* WHAT TO DO
Return the lines below unchanged. Begin at the line that has "Note: mark the police car wheel", and stop after the line that has "pixel 88 253".

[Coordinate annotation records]
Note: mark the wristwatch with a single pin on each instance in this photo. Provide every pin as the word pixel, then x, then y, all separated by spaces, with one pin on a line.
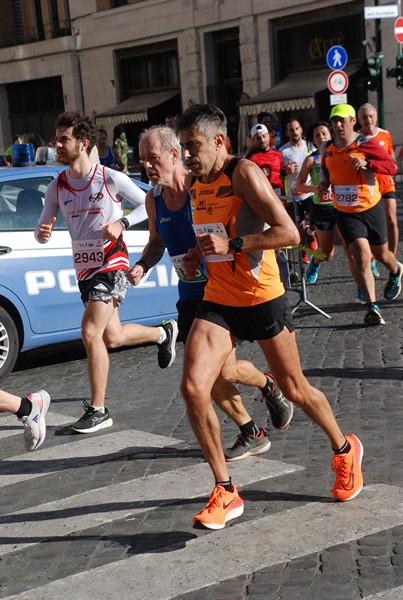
pixel 125 222
pixel 236 244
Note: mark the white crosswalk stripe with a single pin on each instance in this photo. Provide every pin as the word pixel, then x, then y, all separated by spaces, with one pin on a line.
pixel 181 570
pixel 124 499
pixel 84 451
pixel 177 570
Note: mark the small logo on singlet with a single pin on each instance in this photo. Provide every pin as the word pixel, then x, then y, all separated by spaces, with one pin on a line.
pixel 96 197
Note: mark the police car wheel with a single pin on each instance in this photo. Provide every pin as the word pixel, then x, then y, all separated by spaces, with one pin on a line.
pixel 9 343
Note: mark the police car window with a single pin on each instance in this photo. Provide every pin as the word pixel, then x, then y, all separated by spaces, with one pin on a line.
pixel 21 203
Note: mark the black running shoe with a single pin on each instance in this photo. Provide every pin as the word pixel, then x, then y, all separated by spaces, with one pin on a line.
pixel 374 316
pixel 92 420
pixel 393 286
pixel 248 445
pixel 281 410
pixel 167 350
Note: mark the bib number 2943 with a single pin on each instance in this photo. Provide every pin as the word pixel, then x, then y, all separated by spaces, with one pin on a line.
pixel 88 253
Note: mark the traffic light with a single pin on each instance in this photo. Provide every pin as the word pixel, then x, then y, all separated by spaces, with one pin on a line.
pixel 373 71
pixel 397 71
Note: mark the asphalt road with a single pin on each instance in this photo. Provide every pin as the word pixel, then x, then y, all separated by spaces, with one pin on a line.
pixel 110 514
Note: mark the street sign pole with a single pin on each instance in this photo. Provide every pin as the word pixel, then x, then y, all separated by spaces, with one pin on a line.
pixel 378 50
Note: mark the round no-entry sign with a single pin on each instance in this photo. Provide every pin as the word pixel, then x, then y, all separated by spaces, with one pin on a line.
pixel 399 29
pixel 337 82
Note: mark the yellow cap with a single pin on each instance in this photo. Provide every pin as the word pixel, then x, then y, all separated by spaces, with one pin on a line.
pixel 342 111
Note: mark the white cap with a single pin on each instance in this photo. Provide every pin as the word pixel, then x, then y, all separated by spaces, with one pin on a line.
pixel 259 128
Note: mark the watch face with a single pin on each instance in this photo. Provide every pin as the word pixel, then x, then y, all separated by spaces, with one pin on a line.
pixel 236 244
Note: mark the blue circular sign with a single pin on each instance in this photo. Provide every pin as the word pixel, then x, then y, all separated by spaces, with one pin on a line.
pixel 336 58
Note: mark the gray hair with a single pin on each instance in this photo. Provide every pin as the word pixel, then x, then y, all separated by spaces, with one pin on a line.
pixel 167 137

* REPLY
Note: mark the police car wheel with a single pin on each instance in this photo. Provide every pin as the word pixel, then x, then y, all separated by spaces, with one pin on a line.
pixel 9 343
Note: mark the police car window with a single pin on each instance in this photo. Provide every pin as the word pixel, then x, then y, all separated by spaces, with one pin on a line.
pixel 21 203
Note: mark the black running shoe with a single pin on each instance in this photo. Provide every pin as the word pixel, then x, then y, all separated by spaces, with one pin on a line.
pixel 374 316
pixel 92 420
pixel 393 286
pixel 248 445
pixel 281 410
pixel 167 350
Note: mark the bib number 2943 with a single pin on each instance in this photo. Provide every pin as the word pixel, then x, then y, all separated by spaces, with one pin on a line.
pixel 88 253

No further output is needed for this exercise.